*WRITTEN INSTRUCTION*
Reproduce all of the records below word for word, line by line.

[Point-based annotation records]
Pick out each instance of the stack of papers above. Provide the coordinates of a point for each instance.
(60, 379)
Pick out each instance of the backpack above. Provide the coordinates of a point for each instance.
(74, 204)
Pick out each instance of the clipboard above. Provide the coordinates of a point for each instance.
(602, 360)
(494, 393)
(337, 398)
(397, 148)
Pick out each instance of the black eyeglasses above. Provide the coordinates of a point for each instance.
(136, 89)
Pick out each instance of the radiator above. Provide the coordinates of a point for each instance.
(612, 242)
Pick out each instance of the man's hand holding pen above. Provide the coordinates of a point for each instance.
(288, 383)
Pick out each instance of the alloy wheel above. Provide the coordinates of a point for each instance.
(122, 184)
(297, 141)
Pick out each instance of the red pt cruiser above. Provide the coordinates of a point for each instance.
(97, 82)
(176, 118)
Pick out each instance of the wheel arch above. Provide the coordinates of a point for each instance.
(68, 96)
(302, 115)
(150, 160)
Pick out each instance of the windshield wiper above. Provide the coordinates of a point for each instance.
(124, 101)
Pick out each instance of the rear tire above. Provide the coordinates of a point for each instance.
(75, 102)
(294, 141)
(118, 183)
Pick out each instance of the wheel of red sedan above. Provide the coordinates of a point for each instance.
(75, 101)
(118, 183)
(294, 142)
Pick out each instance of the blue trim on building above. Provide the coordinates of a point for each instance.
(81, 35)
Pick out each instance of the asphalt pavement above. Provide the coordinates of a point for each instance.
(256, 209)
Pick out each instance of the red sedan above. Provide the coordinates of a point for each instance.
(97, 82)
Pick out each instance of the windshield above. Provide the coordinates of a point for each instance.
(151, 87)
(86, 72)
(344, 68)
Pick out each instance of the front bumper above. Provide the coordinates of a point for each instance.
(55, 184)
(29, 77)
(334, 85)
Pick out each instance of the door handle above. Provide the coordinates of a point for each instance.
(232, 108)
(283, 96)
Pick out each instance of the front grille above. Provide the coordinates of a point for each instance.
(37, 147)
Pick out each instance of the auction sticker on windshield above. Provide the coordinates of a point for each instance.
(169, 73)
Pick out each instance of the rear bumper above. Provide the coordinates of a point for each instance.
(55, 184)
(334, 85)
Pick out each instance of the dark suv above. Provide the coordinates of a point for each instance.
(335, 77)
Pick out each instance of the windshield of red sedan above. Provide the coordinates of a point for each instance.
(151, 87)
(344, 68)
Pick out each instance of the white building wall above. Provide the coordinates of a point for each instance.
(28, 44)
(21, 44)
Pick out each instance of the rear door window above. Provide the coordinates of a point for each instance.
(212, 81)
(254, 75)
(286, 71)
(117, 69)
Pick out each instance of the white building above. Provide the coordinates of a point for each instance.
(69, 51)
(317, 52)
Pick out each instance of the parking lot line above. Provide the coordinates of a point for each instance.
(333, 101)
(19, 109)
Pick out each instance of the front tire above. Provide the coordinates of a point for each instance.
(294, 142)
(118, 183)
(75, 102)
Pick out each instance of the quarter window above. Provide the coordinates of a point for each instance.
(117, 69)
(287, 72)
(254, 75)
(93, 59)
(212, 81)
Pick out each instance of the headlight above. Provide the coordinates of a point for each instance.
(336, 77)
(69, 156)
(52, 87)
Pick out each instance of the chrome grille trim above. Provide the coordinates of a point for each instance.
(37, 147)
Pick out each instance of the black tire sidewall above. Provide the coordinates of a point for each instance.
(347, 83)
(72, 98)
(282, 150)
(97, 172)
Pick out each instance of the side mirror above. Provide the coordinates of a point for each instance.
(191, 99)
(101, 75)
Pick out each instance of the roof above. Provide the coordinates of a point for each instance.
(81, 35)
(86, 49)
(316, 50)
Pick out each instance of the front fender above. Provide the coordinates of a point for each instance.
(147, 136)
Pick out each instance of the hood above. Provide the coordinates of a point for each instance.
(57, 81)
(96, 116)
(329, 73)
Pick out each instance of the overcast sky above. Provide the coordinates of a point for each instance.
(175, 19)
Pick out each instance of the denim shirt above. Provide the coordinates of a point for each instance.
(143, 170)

*ANSWER FOR THIS EXERCISE*
Pick out each instance of the stack of papers above. Provide the coordinates of a point for each instance.
(60, 379)
Pick out each instance of the backpack above. Provide the coordinates of a point for each instance.
(74, 204)
Pick out each instance of the clipboard above. Provide the coordinates of a point for each instance.
(602, 360)
(494, 393)
(337, 398)
(397, 148)
Pick out each instance of the black eyeglasses above. Provide the coordinates of a point for each instance.
(136, 89)
Pick out each instance of the radiator above. Provide the coordinates of a point for each instance.
(612, 242)
Pick out each instance of the man's hand holding pen above. Provide the coordinates of a point for each instance.
(288, 383)
Pick out each instance of the alloy wheel above. Provide the coordinates of a point for each instance.
(122, 184)
(297, 141)
Pick out each instance of the red pt cruiser above. Provide the coordinates of a point for each instance.
(97, 82)
(176, 118)
Pick out each instance of the wheel arch above. Provide the coordinates of a point for each instance.
(68, 96)
(302, 115)
(150, 160)
Pick out each instance of the windshield wiper above. Provide the coordinates of a point for each instance.
(124, 101)
Pick out each instance of the rear tire above. Provide the coordinates of a point for each instance.
(75, 102)
(294, 141)
(118, 183)
Pick out each instance of the wheel of red sedan above. Provide the coordinates of a point for each instance.
(75, 101)
(118, 183)
(294, 142)
Pick out each instance of the blue trim on building above. Provide the coordinates of a point for each instance.
(81, 35)
Pick out each instance of the asphalt pavement above. Provide the coordinates of a point for each instance.
(256, 209)
Pick out each instance of the red sedan above. Provide the coordinates of a point for each instance.
(97, 82)
Pick out each instance of the windshield above. Provide the coordinates of a point for each instance.
(151, 87)
(86, 72)
(344, 68)
Pick out each instance of the front bumper above. Provide the coordinates of a point for each instance.
(55, 184)
(29, 77)
(334, 85)
Pick out each instance of the door handle above. Provide the coordinates of a point for each instance.
(232, 108)
(283, 96)
Pick out each instance of the front grille above. Provide the coordinates of a point for each instance.
(37, 147)
Pick out each instance of the auction sticker on windshield above. Provide the coordinates of a point for each instance.
(169, 73)
Pick out each instance of the rear bumper above. Provide the coordinates of a point for each instance.
(55, 184)
(334, 85)
Pick out each instance of the dark suv above. Provide the coordinates of a point for each instance.
(335, 77)
Pick out each instance of the windshield of red sedan above. Provide the coordinates of a point for each instance.
(151, 87)
(344, 68)
Pick out each instance of the white building wall above. Provide the coordinates of a point for each instance.
(28, 44)
(21, 44)
Pick out each instance of the rear door window above. Provide the coordinates of a point for each instance.
(212, 81)
(254, 75)
(286, 71)
(117, 69)
Pick out each instance of the white building above. Provide the coordinates of a point for each instance.
(69, 51)
(317, 52)
Pick out each instance of the parking lot line above. Provide the coordinates of a point for each instance.
(333, 101)
(19, 109)
Pick out each instance of the front tire above. Provide the coordinates of a point for each instance.
(294, 142)
(118, 183)
(75, 102)
Pick out each instance of the quarter window above. Provide the coordinates of a point for each instance.
(117, 69)
(287, 72)
(254, 75)
(93, 59)
(212, 81)
Pick out each instance of the headlight above. Provide the coordinates of a point for each instance.
(336, 77)
(69, 156)
(52, 87)
Pick out each instance of the chrome grille trim above. Provide the coordinates of a point for each instance.
(37, 147)
Pick out each instance of the black tire sidewall above. Provide the coordinates of a point for each instance.
(347, 83)
(72, 98)
(282, 150)
(97, 172)
Pick out each instance of the side mirror above. Provide the coordinates of a point for each instance.
(191, 99)
(101, 75)
Pick out each instance of the roof above. Provide the coordinates of a point for each instance.
(81, 35)
(86, 49)
(316, 50)
Pick out each instance of the front fender above. Provide the coordinates of a point for each instance.
(147, 136)
Pick out each instance of the hood above. Provide the coordinates of a point for each instance.
(57, 81)
(96, 116)
(329, 73)
Pick out each instance of the overcast sky above. Provide the coordinates of a point for each instance.
(175, 19)
Pick out each instance of the denim shirt above. Provide the coordinates of a point for each instance.
(143, 170)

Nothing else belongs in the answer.